Исходный текст>
'''

Выпуск: №48-49 2003

Рубрика: Рефлексии

Критика и арбитраж

Критика и арбитраж

Группа ИРВИН. Общий вид выставки Irwin Live, Варшава, 1998

Интеллектуальный подиум сегодня

Беспроигрышная стратегия успеха в современной индустрии критических оценок — раз и навсегда заречься от приверженности к понятийному инструментарию и аппарату определенной дисциплины, будь то академическая теория искусства, философская онтология, психоистория, социальная психология или другая узкая стезя гуманитарного знания. Надзирающая «опека» дисциплинарной критики подвергнута жесткому пересмотру Мишелем Фуко в его инаугурационной лекции в Коллеж де Франс «Порядок дискурса»: однозначная дисциплинарность, приравненная Фуко к орудию контроля над производством и передачей знания, чужда маневренной и подвижной методологии современной критики, которая, вырываясь из-под бдительного контроля традиционной логики суждения, неминуемо подпадает под куда более цепкое (хоть и тщательней сокрытое) контролирование требованиями культурного менеджмента или диктатом рыночного спроса.

Критическое мнение обречено на фиаско и в том случае, если оно, будучи замкнуто на четко очерченном предмете (приоритет локальных микроисследований, как будет показано далее, — один из «китов» современной критической мысли), довольствуется его очевидным герменевтическим крутом и шаблонным ореолом культурных перекличек Критическая рецепция сейчас однозначно специализируется на прежде подробно оговоренной и детализированной сфере знания, будь это историческое искусствознание или ознакомление читателя с областями, не обзаведшимися еще собственным упорядоченным языком описания (таким, как видео-или медиа-искусство). И одновременно она каждым утверждением подрывает привычные границы этой сферы, предпочитает, размышляя о частном, соотносить его с устроением системы искусств в целом Неважно, подготовлено ли критическое суждение для профессионального художественного ревью или для новостной хроники периодического издания, посвящено ли оно гравюрам Дюрера (предмет исследований Института Аби Варбурга), видеоинсталляциям Била Виола или скандальным эскападам группы «Сенсация», работам Дэмиана Херста или братьев Чэпмен, — в любом случае, оно явно побрезгует излишне долго останавливаться на эстетическом содержании, а предпочтет порезвиться в полной мере на социальных нюансировках и политических стимулах художественного жеста. Критик склонен к пополнению набора профессиональных масок, он и куратор, и художник, и дилер, он и патронирует новомодное, перспективное направление (вроде симуляционизма или акционизма), и разоблачает его временные и недолговечные притязания.

'''

Исходные записи>

'''

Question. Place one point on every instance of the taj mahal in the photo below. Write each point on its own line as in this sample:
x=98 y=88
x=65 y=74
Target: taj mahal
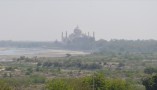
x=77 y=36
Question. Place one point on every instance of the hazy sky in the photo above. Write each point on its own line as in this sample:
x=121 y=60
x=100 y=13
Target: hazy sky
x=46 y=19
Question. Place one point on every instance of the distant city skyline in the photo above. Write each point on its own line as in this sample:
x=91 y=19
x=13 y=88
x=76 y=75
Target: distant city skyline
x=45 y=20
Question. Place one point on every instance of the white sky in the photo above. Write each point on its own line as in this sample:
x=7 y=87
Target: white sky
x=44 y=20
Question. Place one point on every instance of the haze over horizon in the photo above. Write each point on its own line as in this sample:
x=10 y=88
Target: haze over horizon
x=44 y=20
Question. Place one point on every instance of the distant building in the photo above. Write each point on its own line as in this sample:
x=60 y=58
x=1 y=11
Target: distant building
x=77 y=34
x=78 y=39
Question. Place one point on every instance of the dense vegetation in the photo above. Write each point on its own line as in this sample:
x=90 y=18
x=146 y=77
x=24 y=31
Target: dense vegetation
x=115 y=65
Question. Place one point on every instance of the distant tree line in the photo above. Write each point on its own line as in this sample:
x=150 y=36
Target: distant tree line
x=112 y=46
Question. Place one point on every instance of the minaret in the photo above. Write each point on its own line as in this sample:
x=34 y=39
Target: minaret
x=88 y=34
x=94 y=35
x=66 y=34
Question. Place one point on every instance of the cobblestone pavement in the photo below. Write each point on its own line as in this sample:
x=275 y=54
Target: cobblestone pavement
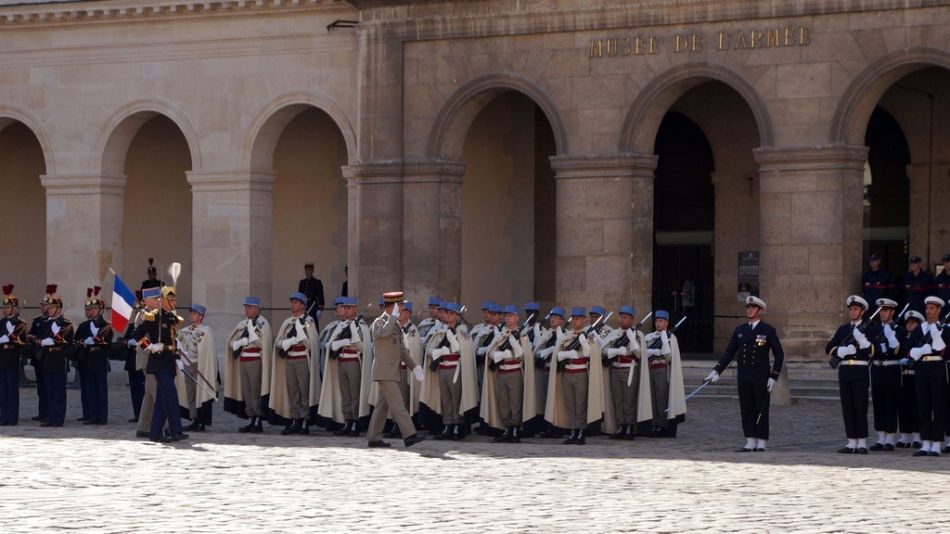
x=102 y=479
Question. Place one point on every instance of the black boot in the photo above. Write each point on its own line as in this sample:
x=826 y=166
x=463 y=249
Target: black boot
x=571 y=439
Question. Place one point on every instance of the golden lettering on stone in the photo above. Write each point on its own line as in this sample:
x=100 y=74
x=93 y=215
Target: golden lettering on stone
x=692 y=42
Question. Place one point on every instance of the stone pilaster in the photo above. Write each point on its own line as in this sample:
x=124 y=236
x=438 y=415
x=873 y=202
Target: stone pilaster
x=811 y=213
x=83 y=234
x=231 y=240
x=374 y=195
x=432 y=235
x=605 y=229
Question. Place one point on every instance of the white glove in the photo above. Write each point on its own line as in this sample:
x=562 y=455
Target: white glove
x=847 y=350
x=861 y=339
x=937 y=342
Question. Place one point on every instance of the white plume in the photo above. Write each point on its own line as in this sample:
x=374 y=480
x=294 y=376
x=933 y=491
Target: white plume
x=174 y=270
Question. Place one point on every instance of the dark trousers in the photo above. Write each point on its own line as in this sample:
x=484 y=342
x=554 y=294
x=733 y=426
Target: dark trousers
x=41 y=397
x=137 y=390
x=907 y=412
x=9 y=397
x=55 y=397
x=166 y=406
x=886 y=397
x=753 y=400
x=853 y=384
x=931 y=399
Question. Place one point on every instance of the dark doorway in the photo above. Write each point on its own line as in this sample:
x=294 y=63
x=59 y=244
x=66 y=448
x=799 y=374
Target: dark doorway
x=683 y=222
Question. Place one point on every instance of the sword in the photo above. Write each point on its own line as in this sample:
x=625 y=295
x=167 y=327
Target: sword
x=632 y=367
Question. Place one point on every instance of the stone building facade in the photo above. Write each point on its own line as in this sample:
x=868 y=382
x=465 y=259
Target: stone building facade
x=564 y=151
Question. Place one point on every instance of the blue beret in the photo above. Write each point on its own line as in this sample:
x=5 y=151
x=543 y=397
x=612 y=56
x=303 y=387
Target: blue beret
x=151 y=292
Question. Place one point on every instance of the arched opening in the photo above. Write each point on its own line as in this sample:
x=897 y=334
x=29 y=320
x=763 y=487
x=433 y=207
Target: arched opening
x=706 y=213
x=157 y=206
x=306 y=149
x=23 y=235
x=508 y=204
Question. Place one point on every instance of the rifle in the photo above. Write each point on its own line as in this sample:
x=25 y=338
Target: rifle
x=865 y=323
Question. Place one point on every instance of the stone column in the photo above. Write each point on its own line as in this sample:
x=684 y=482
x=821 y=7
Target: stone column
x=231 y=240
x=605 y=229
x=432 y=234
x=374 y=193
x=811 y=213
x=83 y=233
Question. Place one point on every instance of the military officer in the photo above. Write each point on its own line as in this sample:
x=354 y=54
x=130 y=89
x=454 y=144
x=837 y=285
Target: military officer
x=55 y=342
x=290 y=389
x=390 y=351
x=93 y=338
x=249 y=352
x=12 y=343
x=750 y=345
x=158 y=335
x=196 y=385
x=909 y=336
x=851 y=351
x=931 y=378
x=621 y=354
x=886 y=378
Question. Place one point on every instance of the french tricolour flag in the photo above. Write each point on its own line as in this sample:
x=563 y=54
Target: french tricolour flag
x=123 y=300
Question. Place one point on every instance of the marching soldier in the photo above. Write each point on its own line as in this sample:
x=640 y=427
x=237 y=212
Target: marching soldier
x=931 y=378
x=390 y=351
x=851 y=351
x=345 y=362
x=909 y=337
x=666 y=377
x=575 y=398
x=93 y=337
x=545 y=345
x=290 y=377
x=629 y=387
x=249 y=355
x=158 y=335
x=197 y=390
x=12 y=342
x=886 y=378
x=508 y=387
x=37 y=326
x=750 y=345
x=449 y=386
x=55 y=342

'''

Задание 1> Выпишите из исходного текста без изменений фрагмент, который начинается со слов «Беспроигрышная стратегия успеха» и заканчивается словами «диктатом рыночного спроса.».
Задание 2> В записях возьмите фрагмент от строки со словами «the stone pilaster» до строки со словами «x=174 y=270» включительно и замените в нем «sample» на «example». Остальное не меняйте и выведите только этот фрагмент.

Ответ 1>
Беспроигрышная стратегия успеха в современной индустрии критических оценок — раз и навсегда заречься от приверженности к понятийному инструментарию и аппарату определенной дисциплины, будь то академическая теория искусства, философская онтология, психоистория, социальная психология или другая узкая стезя гуманитарного знания. Надзирающая «опека» дисциплинарной критики подвергнута жесткому пересмотру Мишелем Фуко в его инаугурационной лекции в Коллеж де Франс «Порядок дискурса»: однозначная дисциплинарность, приравненная Фуко к орудию контроля над производством и передачей знания, чужда маневренной и подвижной методологии современной критики, которая, вырываясь из-под бдительного контроля традиционной логики суждения, неминуемо подпадает под куда более цепкое (хоть и тщательней сокрытое) контролирование требованиями культурного менеджмента или диктатом рыночного спроса.

Ответ 2>
Question. Place one point on every instance of the stone pilaster in the photo above. Write each point on its own line as in this example:
x=124 y=236
x=438 y=415
x=873 y=202
Target: stone pilaster
x=811 y=213
x=83 y=234
x=231 y=240
x=374 y=195
x=432 y=235
x=605 y=229
Question. Place one point on every instance of the white glove in the photo above. Write each point on its own line as in this example:
x=562 y=455
Target: white glove
x=847 y=350
x=861 y=339
x=937 y=342
Question. Place one point on every instance of the white plume in the photo above. Write each point on its own line as in this example:
x=374 y=480
x=294 y=376
x=933 y=491
Target: white plume
x=174 y=270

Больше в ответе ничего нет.